In the response, each entry below should appear again exactly as given.

------

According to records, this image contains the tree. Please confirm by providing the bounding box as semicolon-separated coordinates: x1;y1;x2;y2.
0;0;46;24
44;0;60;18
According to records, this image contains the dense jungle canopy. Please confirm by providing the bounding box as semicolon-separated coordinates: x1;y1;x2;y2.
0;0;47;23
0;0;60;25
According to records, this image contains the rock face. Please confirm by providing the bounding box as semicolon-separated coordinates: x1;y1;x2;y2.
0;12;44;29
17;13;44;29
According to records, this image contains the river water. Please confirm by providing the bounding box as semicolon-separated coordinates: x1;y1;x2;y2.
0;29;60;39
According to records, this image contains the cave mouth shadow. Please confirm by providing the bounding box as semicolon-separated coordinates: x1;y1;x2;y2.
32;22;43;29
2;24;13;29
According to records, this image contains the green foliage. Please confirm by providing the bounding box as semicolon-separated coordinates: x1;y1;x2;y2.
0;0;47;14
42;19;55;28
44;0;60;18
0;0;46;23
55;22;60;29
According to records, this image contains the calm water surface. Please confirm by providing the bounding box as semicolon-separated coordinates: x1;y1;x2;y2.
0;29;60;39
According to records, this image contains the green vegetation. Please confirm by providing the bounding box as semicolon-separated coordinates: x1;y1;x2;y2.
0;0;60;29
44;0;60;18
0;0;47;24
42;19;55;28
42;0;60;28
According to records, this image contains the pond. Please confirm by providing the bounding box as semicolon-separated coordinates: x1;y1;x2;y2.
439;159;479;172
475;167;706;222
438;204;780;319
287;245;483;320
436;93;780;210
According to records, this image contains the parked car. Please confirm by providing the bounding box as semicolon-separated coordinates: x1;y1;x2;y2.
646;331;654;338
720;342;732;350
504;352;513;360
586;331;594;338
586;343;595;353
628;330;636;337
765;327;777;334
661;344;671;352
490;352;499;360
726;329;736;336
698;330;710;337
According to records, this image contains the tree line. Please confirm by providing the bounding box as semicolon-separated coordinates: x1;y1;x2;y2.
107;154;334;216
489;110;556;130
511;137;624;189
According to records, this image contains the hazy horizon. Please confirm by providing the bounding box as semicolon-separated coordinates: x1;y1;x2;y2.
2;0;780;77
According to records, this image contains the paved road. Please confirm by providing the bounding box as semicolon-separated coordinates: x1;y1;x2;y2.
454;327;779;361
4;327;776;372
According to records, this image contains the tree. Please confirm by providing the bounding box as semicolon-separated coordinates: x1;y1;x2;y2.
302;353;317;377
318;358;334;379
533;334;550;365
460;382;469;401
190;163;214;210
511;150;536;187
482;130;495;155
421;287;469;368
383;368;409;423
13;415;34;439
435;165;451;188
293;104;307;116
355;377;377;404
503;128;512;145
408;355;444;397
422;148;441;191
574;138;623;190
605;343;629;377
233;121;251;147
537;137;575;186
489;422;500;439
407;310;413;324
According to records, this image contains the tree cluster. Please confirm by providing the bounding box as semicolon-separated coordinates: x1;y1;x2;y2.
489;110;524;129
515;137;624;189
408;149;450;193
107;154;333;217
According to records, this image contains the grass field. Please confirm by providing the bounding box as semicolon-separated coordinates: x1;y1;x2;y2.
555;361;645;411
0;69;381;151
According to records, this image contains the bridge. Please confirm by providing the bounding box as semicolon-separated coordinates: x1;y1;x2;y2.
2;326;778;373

------

(Task output):
According to records, this image contains the tree. Please confirm by providing the bounding box as semicolon-separated coordinates: x1;y1;x2;y2.
0;0;46;24
44;0;60;18
According to records, this image contains the dense jungle canopy. Please confirm by providing the bounding box as semicolon-separated coordinates: x1;y1;x2;y2.
0;0;47;23
0;0;60;25
According to records, this image contains the rock face. Please confirm by providing the bounding box as semicolon-separated coordinates: x1;y1;x2;y2.
0;12;44;29
17;13;44;29
According to records, this image contains the river water. Please confirm by providing the bounding box as semicolon-separated coordinates: x1;y1;x2;y2.
0;29;60;39
According to records, this image contains the cave mouth shadow. Please confirm by providing the bounding box as semicolon-separated coordinates: x1;y1;x2;y2.
32;22;43;29
2;24;13;29
According to records, this image contains the green foliage. Please confirm by providing the bounding box as semicolon-separated coordinates: x1;y1;x2;y2.
0;0;47;14
42;19;55;28
44;0;60;18
0;0;46;23
55;22;60;29
According to records, this image contains the calm water surface. Please confirm by providing the bounding box as semicolon-separated coordinates: x1;y1;x2;y2.
0;29;60;39
According to records, this image contains the green vegetation. Please confirm by providing the bounding box as semicolon-separated coordinates: x1;y1;x2;y2.
0;0;60;29
44;0;60;18
0;0;47;24
42;19;55;28
42;0;60;28
According to records, this image contains the pond. Please confirm by providing the bounding box as semicolon-separated coordinates: x1;y1;x2;y2.
439;159;479;172
475;167;706;222
438;204;780;319
287;245;483;320
436;93;780;210
According to records, this image contains the parked car. Please confirm by providing the bounding box as semicolon-separated coordinates: x1;y1;x2;y2.
646;331;654;338
720;342;732;350
504;352;513;360
586;331;594;338
586;343;595;353
628;330;636;337
765;327;777;334
661;344;671;352
490;352;499;360
726;329;736;336
698;330;710;337
According to records, this image contains the tree line. Please confirm by providing the bounding box as semicolon-separated coordinates: x1;y1;x2;y2.
107;154;334;216
489;110;556;130
511;137;624;189
According to records, this image contains the hazy horizon. Please confirm by providing the bounding box as semicolon-separated coordinates: x1;y1;x2;y2.
2;0;780;77
According to records, this image contains the paved road. Please confirm by providing the bounding box as semicolon-separated coordinates: x1;y1;x2;y2.
454;327;779;361
4;327;776;372
According to records, this image contains the tree. Please confirm by providing the bounding box as semicolon-separated coordinates: x1;y1;x2;y2.
302;353;317;377
318;358;334;379
533;334;550;365
460;382;469;401
190;163;214;210
511;150;536;187
482;130;495;155
421;287;469;368
383;368;409;423
13;415;34;439
435;165;451;188
293;104;307;116
355;377;377;404
503;128;512;145
408;355;444;397
422;148;441;191
574;138;623;190
605;343;629;377
233;121;251;147
537;137;575;186
489;422;500;439
407;310;413;324
According to records, this image contains the tree cluster. Please confirm by providing the bounding box as semicolon-separated coordinates: x1;y1;x2;y2.
489;110;524;129
515;137;624;189
408;149;450;193
107;154;333;217
According to records, this image contains the grass field. Please confirm by providing the bounding box as semicolon-separated coordinates: x1;y1;x2;y2.
555;361;645;411
0;69;381;151
According to records, this image contains the bridge. Please confirm by providing the bounding box as semicolon-separated coordinates: x1;y1;x2;y2.
2;326;778;373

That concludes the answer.